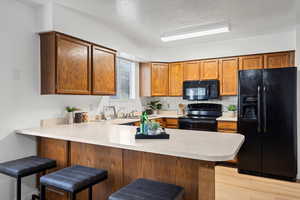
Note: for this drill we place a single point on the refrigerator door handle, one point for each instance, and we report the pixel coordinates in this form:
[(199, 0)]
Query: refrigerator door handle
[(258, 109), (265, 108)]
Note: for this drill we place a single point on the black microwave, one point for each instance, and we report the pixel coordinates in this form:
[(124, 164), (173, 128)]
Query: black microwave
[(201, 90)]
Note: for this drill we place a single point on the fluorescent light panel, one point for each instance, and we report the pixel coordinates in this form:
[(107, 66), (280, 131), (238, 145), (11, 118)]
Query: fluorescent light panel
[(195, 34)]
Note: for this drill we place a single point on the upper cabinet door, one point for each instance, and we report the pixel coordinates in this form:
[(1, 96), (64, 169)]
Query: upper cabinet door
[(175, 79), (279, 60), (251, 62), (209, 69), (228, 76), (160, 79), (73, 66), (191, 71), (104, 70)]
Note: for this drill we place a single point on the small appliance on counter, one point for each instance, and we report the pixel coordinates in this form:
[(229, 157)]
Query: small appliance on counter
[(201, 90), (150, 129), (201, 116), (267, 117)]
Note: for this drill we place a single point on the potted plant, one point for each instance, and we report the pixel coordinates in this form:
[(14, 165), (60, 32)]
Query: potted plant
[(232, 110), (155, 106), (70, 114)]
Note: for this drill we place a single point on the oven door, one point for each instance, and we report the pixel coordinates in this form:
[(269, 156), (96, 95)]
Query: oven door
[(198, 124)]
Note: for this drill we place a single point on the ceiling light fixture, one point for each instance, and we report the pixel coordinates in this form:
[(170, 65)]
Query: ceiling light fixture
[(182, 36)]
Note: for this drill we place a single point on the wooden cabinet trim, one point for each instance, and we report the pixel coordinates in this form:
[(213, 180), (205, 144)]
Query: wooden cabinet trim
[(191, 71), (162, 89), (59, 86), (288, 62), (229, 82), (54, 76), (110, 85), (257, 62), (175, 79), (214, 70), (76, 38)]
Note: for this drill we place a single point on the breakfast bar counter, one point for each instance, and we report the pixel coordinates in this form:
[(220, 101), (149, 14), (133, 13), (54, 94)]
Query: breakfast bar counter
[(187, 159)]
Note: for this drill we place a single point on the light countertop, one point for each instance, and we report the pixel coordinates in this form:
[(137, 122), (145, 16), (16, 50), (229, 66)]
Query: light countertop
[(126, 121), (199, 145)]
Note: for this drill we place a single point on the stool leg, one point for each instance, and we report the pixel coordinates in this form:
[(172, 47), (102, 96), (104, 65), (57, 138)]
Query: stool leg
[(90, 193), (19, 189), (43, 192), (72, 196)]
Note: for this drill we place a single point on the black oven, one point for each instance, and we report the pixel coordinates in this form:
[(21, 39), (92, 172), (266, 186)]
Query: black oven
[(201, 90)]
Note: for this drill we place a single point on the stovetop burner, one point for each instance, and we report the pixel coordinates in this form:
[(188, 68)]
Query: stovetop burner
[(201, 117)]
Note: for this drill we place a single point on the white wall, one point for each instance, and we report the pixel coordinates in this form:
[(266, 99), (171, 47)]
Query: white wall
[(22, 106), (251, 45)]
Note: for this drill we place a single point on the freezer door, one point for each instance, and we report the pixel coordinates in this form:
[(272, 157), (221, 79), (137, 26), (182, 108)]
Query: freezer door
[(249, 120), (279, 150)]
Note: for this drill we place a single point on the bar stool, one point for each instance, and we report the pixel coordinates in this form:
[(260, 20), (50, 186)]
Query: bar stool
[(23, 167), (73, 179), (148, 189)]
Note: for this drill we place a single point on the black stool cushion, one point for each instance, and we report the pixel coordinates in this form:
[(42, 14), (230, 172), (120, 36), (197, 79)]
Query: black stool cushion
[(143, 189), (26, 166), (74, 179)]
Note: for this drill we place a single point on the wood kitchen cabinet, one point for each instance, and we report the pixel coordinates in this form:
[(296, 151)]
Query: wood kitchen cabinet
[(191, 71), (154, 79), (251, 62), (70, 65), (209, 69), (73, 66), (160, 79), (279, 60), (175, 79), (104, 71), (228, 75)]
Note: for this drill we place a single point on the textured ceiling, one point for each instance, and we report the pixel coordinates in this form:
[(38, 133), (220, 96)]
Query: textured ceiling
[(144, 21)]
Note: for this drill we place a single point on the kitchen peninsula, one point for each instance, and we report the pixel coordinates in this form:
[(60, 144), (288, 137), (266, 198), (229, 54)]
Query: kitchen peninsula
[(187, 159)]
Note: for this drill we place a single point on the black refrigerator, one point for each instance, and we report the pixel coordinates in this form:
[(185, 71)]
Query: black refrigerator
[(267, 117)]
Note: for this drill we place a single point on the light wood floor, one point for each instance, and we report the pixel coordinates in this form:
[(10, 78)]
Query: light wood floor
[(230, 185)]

++++++++

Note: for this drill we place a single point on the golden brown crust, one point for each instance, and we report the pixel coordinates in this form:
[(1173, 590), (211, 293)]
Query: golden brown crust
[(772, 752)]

++++++++

**TASK DIRECTIONS**
Word for word, restate the lines of the listing above starting at the line with "Query: potted plant" and ending at the line with "on the breakfast", and nothing outside them.

**OUTPUT OF THE TASK**
Query: potted plant
[(232, 110), (155, 106), (70, 114)]
Note: for this drill we place a single point on the oven door, one point for each instance, and we report the pixel coordinates in this form:
[(269, 156), (96, 95)]
Query: oven door
[(198, 124)]
Note: for this drill we place a single point on the ceiling light fixture, one point for each instance, and we report the pixel coordinates in this form:
[(170, 65)]
Query: ceiling light fixture
[(182, 36)]
Note: for this drill we place a single point on the wooden cabinet trim, one point for each instance, and we report the pixel coordinates in this form:
[(213, 180), (205, 144)]
Query: wooden cabinet trim
[(191, 71), (162, 89), (59, 86), (288, 62), (229, 82), (54, 76), (110, 85), (257, 62), (175, 79), (214, 70), (76, 38)]
Note: for this drill we place a single point on the breakfast bar counter, one point for each instance, and we report the pixel coordinates in this form:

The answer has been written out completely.